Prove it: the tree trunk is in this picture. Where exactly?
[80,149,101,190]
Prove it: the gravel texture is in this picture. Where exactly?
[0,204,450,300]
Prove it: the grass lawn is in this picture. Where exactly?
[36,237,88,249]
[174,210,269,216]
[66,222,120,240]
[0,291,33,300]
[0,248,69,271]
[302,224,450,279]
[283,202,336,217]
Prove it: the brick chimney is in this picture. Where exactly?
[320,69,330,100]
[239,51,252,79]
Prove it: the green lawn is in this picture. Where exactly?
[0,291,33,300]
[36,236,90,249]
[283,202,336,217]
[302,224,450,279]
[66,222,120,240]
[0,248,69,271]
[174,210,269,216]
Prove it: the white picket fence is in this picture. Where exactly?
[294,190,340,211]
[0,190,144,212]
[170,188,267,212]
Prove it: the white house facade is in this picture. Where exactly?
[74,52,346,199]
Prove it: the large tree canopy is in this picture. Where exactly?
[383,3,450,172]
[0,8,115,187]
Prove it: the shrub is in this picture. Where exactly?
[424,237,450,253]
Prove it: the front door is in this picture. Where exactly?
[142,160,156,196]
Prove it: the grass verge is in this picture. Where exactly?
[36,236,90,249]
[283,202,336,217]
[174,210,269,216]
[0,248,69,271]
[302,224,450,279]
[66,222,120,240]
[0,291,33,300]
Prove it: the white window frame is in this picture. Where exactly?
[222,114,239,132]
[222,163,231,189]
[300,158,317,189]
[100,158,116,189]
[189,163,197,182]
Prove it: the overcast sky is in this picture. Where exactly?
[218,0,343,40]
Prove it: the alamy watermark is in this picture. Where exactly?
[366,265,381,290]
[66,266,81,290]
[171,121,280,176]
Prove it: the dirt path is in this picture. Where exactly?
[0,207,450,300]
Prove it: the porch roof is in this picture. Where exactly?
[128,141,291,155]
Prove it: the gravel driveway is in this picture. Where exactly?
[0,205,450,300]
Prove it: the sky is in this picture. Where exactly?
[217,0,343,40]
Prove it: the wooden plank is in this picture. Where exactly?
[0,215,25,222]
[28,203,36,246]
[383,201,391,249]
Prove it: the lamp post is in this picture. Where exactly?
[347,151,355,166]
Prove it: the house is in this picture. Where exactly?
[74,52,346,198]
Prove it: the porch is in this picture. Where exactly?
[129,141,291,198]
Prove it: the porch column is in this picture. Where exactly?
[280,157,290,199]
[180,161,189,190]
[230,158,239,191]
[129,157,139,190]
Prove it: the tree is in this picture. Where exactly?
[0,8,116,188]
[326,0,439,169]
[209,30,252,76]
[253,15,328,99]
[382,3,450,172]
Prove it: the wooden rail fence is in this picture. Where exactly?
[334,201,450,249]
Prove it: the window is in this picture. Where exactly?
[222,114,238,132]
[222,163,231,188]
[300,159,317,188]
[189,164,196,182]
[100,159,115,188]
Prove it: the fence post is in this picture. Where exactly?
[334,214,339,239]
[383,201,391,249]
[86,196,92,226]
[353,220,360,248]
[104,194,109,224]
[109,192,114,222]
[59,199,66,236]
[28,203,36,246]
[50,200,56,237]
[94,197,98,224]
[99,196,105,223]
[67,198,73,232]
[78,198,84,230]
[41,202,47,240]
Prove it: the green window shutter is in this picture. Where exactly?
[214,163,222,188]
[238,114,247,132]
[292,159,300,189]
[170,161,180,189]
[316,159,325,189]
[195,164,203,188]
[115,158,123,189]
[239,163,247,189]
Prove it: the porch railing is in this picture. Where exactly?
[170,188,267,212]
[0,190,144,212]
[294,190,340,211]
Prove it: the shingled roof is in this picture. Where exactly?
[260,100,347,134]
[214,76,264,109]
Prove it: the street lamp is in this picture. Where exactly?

########

What you are asked to do:
Turn all the data above into a Markdown table with two columns, No. and Line. Give each line its own row, numbered in order, and skip any blank lines.

Problem solution:
| No. | Line |
|---|---|
| 1 | Prove it: the tree trunk is in this picture. Where exactly? |
| 2 | [80,149,101,190] |
| 3 | Prove it: the gravel texture is in this picture. Where exactly? |
| 4 | [0,204,450,300] |
| 5 | Prove it: the grass lawn is in this picture. Where exactly? |
| 6 | [36,237,88,249] |
| 7 | [174,210,269,216] |
| 8 | [66,222,120,240] |
| 9 | [0,291,33,300] |
| 10 | [0,248,69,271] |
| 11 | [302,224,450,279] |
| 12 | [283,202,336,217] |
| 13 | Prove it: the brick chimney is in this picture. Where exactly? |
| 14 | [320,69,330,100] |
| 15 | [239,51,252,79] |
| 16 | Prove it: the green lawn is in this picture. Where exactly? |
| 17 | [0,291,33,300] |
| 18 | [36,236,90,249] |
| 19 | [283,202,336,217] |
| 20 | [302,224,450,279] |
| 21 | [66,222,120,240] |
| 22 | [0,248,69,271] |
| 23 | [174,210,269,216] |
| 24 | Prove it: the white picket fence is in this picture. Where exactly? |
| 25 | [294,190,340,211] |
| 26 | [0,190,144,212] |
| 27 | [170,188,267,212] |
| 28 | Prove it: the white house facade is in this picture. Where exactly? |
| 29 | [74,52,346,199] |
| 30 | Prove it: the large tree canopy is in this picture. Where exactly? |
| 31 | [383,3,450,172] |
| 32 | [0,8,115,187] |
| 33 | Prove it: the shrub is in this picture. Where exactly? |
| 34 | [424,237,450,253] |
| 35 | Prove it: the front door is in this picture. Where exactly? |
| 36 | [142,160,156,196] |
| 37 | Prove it: the grass verge is in this picture. Where exactly? |
| 38 | [36,236,90,249] |
| 39 | [283,202,336,217] |
| 40 | [174,210,269,216] |
| 41 | [0,248,69,271] |
| 42 | [302,224,450,279] |
| 43 | [66,222,120,240] |
| 44 | [0,291,33,300] |
| 45 | Prove it: the white window frame is in this picture. Where exactly? |
| 46 | [222,114,239,132] |
| 47 | [222,163,231,189] |
| 48 | [300,158,317,189] |
| 49 | [100,158,116,189] |
| 50 | [189,163,197,182] |
| 51 | Prove it: the overcast sky is in this picture. Where exactly? |
| 52 | [218,0,343,40] |
| 53 | Prove it: the alamy watermark is in this picture. Where exactly? |
| 54 | [366,265,381,290] |
| 55 | [66,266,81,290] |
| 56 | [171,121,280,176] |
| 57 | Prove it: the dirt path is in this picture. Where exactly? |
| 58 | [0,207,450,300] |
| 59 | Prove it: the porch roof is in this picture. Where exactly? |
| 60 | [128,141,291,155] |
| 61 | Prove it: the gravel driveway is in this picture. Where exactly? |
| 62 | [0,205,450,300] |
| 63 | Prove it: the sky is in this picture. Where exactly? |
| 64 | [217,0,343,40] |
| 65 | Prove it: the wooden plank is in this picture. Where exactly? |
| 66 | [0,215,25,222] |
| 67 | [28,203,36,246] |
| 68 | [383,201,391,249] |
| 69 | Prove it: the lamp post is in this picture. Where exactly? |
| 70 | [347,151,355,166] |
| 71 | Prove it: the house is in this picture. Where exactly? |
| 72 | [74,52,346,198] |
| 73 | Prove it: the porch is in this picture. Where exactly? |
| 74 | [129,141,291,198] |
| 75 | Prove it: the porch column is in this picture. Where exactly? |
| 76 | [280,157,290,199] |
| 77 | [180,161,189,190] |
| 78 | [230,158,239,191] |
| 79 | [129,157,139,190] |
| 80 | Prove it: the tree is in this picture. Where exactly? |
| 81 | [0,8,116,188] |
| 82 | [326,0,439,169] |
| 83 | [209,30,252,76] |
| 84 | [253,15,328,99] |
| 85 | [382,3,450,172] |
| 86 | Prove it: the wooden rail fence is in this picture. Where exactly? |
| 87 | [334,201,450,249] |
| 88 | Prove it: the window is in this picture. Where exactly? |
| 89 | [222,114,238,132] |
| 90 | [222,163,231,188] |
| 91 | [300,159,317,188] |
| 92 | [189,164,196,182] |
| 93 | [100,159,115,188] |
| 94 | Prove it: the fence post is in this picture. Where exactly? |
| 95 | [334,214,339,239] |
| 96 | [383,201,391,249] |
| 97 | [86,196,92,226] |
| 98 | [353,220,360,248] |
| 99 | [104,194,109,224] |
| 100 | [109,192,114,222] |
| 101 | [59,199,66,236] |
| 102 | [28,203,36,246] |
| 103 | [50,200,56,237] |
| 104 | [94,197,98,224] |
| 105 | [99,196,105,223] |
| 106 | [67,198,73,232] |
| 107 | [78,198,84,230] |
| 108 | [41,202,47,240] |
| 109 | Prove it: the green window shutter is in this picture. Where exactly? |
| 110 | [214,163,222,188] |
| 111 | [238,114,247,132] |
| 112 | [292,159,300,189] |
| 113 | [170,161,180,189] |
| 114 | [316,159,325,189] |
| 115 | [195,164,203,188] |
| 116 | [115,158,123,189] |
| 117 | [239,163,247,189] |
| 118 | Prove it: the porch railing is in this picture. Where exactly? |
| 119 | [170,188,267,212] |
| 120 | [0,190,144,212] |
| 121 | [294,190,340,211] |
| 122 | Prove it: the shingled roof is in this picture. Where exactly? |
| 123 | [260,100,347,134] |
| 124 | [214,76,264,109] |
| 125 | Prove it: the street lamp is in this picture. Where exactly? |